─── SOURCE DATA
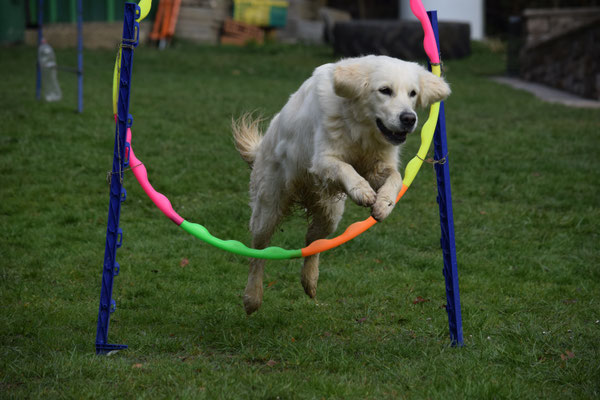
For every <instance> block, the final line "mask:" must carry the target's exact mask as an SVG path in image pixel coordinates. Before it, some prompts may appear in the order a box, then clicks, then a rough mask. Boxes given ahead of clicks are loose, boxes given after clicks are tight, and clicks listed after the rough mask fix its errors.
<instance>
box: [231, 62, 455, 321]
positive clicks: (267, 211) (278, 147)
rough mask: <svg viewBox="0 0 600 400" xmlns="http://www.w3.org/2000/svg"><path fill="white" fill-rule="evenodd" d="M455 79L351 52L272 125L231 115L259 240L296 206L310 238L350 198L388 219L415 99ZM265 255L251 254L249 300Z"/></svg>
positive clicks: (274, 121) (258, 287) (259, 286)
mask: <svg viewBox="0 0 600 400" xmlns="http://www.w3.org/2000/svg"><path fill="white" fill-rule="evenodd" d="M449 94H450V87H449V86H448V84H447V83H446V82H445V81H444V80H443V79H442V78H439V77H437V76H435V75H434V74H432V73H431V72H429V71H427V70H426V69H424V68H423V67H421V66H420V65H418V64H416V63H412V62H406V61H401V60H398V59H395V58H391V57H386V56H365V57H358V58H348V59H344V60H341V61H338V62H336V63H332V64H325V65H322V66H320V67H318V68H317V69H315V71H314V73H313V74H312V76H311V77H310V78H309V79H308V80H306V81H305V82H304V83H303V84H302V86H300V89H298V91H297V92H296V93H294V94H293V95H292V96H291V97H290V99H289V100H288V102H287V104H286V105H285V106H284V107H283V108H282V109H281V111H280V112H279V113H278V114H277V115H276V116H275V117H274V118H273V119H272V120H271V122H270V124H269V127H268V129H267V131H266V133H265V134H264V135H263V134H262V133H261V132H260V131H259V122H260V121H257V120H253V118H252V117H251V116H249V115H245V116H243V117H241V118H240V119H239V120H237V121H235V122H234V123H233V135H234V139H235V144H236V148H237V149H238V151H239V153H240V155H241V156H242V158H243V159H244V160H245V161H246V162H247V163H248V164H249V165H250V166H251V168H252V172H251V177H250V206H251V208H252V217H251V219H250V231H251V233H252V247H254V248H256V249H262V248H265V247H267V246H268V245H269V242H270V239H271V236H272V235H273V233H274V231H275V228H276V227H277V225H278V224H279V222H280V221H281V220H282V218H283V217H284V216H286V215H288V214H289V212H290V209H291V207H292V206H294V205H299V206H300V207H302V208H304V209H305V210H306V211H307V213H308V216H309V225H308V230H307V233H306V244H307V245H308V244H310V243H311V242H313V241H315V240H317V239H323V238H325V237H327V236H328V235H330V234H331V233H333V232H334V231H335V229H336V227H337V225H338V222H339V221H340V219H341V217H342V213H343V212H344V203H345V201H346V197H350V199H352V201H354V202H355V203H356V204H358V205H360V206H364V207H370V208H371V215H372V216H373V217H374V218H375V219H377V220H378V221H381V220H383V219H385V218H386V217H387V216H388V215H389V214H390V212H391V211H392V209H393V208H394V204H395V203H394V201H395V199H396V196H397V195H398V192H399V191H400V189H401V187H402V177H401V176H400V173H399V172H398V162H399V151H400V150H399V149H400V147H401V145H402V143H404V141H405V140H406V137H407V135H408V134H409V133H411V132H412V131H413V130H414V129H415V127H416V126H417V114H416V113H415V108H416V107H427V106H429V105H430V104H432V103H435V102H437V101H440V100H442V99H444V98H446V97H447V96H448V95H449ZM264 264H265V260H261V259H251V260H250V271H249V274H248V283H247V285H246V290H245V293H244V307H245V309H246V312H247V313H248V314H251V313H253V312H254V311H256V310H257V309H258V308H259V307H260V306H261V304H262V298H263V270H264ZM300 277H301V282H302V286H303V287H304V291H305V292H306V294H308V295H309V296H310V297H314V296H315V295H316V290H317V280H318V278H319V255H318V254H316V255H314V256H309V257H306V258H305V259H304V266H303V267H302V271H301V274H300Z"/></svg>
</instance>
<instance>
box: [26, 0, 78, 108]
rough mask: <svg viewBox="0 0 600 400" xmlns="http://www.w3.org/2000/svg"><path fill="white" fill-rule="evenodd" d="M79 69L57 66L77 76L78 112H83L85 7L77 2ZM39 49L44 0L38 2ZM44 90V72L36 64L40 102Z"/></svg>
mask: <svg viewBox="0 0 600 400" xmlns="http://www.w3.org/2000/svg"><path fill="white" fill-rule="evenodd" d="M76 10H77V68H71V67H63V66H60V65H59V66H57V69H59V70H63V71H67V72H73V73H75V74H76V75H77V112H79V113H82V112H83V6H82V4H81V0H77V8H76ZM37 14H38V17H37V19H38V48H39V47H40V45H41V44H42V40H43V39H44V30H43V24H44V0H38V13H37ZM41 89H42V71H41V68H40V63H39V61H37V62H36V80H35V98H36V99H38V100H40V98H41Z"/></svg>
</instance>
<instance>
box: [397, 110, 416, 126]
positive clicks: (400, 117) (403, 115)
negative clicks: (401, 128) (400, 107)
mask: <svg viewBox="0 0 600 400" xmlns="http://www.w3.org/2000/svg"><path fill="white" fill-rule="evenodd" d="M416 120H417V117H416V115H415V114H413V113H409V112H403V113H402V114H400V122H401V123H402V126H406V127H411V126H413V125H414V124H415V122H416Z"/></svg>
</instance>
──────
Your job is to copy each entry exactly as written; the pictures do not go in.

# OUTPUT OF THE EXERCISE
For every <instance> block, the final line "mask:" must carry the target's exact mask as an SVG path in image pixel coordinates. Before it, some prompts may appear in the order a box, then clicks, then a rough mask. Boxes given ahead of clicks are loose, boxes given after clicks are tight, and clicks listed after the rough mask fix its errors.
<instance>
box: [231, 62, 455, 321]
positive clicks: (267, 211) (278, 147)
rough mask: <svg viewBox="0 0 600 400" xmlns="http://www.w3.org/2000/svg"><path fill="white" fill-rule="evenodd" d="M455 79L351 52L272 125L231 115L259 240L296 206L310 238L350 198L388 219L415 99ZM265 255L251 254L249 300Z"/></svg>
positive clicks: (274, 121) (258, 287) (259, 286)
mask: <svg viewBox="0 0 600 400" xmlns="http://www.w3.org/2000/svg"><path fill="white" fill-rule="evenodd" d="M449 94H450V87H449V86H448V84H447V83H446V82H445V81H444V80H443V79H442V78H439V77H437V76H435V75H434V74H432V73H431V72H429V71H427V70H426V69H424V68H423V67H421V66H420V65H418V64H416V63H412V62H406V61H401V60H398V59H395V58H391V57H386V56H365V57H358V58H348V59H344V60H341V61H338V62H336V63H332V64H325V65H322V66H320V67H318V68H317V69H315V71H314V73H313V74H312V76H311V77H310V78H309V79H308V80H306V81H305V82H304V83H303V84H302V86H300V89H298V91H297V92H296V93H294V94H293V95H292V96H291V97H290V99H289V100H288V102H287V104H286V105H285V106H284V107H283V108H282V109H281V111H280V112H279V113H278V114H277V115H276V116H275V117H274V118H273V119H272V120H271V122H270V124H269V127H268V129H267V131H266V133H265V134H264V135H263V134H262V133H261V132H260V131H259V122H260V121H257V120H253V118H252V117H251V116H249V115H245V116H243V117H241V118H240V119H239V120H237V121H235V122H234V123H233V135H234V139H235V144H236V148H237V149H238V151H239V153H240V155H241V156H242V158H243V159H244V160H245V161H246V162H247V163H248V164H249V165H250V166H251V168H252V172H251V177H250V206H251V208H252V217H251V219H250V231H251V233H252V247H254V248H256V249H262V248H265V247H267V246H268V245H269V242H270V239H271V236H272V235H273V233H274V231H275V228H276V227H277V225H278V224H279V222H280V221H281V220H282V218H283V217H284V216H286V215H288V214H289V212H290V209H291V207H292V206H294V205H299V206H300V207H302V208H304V209H305V210H306V211H307V213H308V216H309V225H308V230H307V233H306V244H307V245H308V244H310V243H311V242H313V241H315V240H317V239H323V238H325V237H327V236H328V235H330V234H331V233H333V232H334V231H335V229H336V227H337V225H338V222H339V221H340V219H341V217H342V213H343V212H344V203H345V201H346V197H350V199H352V201H354V202H355V203H356V204H358V205H360V206H364V207H370V208H371V215H372V216H373V217H374V218H375V219H377V220H378V221H381V220H383V219H385V218H386V217H387V216H388V215H389V214H390V212H391V211H392V209H393V208H394V204H395V203H394V201H395V199H396V196H397V195H398V192H399V191H400V189H401V187H402V177H401V176H400V173H399V172H398V162H399V151H400V150H399V149H400V147H401V145H402V143H404V141H405V140H406V137H407V135H408V134H409V133H411V132H412V131H413V130H414V129H415V127H416V126H417V114H416V113H415V108H416V107H427V106H429V105H430V104H432V103H435V102H437V101H440V100H442V99H444V98H446V97H447V96H448V95H449ZM264 264H265V260H261V259H251V260H250V271H249V274H248V283H247V285H246V290H245V293H244V307H245V309H246V312H247V313H248V314H251V313H253V312H254V311H256V310H257V309H258V308H259V307H260V306H261V304H262V298H263V270H264ZM300 277H301V282H302V286H303V287H304V291H305V292H306V294H308V295H309V296H310V297H314V296H315V295H316V290H317V280H318V278H319V255H318V254H316V255H314V256H309V257H306V258H305V259H304V266H303V267H302V271H301V274H300Z"/></svg>
</instance>
<instance>
box: [26, 0, 78, 108]
rough mask: <svg viewBox="0 0 600 400" xmlns="http://www.w3.org/2000/svg"><path fill="white" fill-rule="evenodd" d="M79 69L57 66L77 76L78 112H83L85 7L77 2ZM39 49L44 0L38 2ZM44 90V72L36 64L40 102Z"/></svg>
mask: <svg viewBox="0 0 600 400" xmlns="http://www.w3.org/2000/svg"><path fill="white" fill-rule="evenodd" d="M76 10H77V68H71V67H63V66H60V65H59V66H57V69H59V70H63V71H67V72H73V73H75V74H76V75H77V112H79V113H82V112H83V6H82V4H81V0H77V8H76ZM37 14H38V17H37V19H38V48H39V47H40V45H41V44H42V40H43V39H44V30H43V24H44V0H38V13H37ZM41 89H42V71H41V68H40V63H39V61H37V62H36V80H35V98H36V99H38V100H40V98H41Z"/></svg>
</instance>
<instance>
box: [397, 110, 416, 126]
positive clicks: (400, 117) (403, 115)
negative clicks: (401, 128) (400, 107)
mask: <svg viewBox="0 0 600 400" xmlns="http://www.w3.org/2000/svg"><path fill="white" fill-rule="evenodd" d="M416 120H417V117H416V115H415V114H413V113H409V112H403V113H402V114H400V122H401V123H402V126H406V127H411V126H413V125H414V124H415V122H416Z"/></svg>
</instance>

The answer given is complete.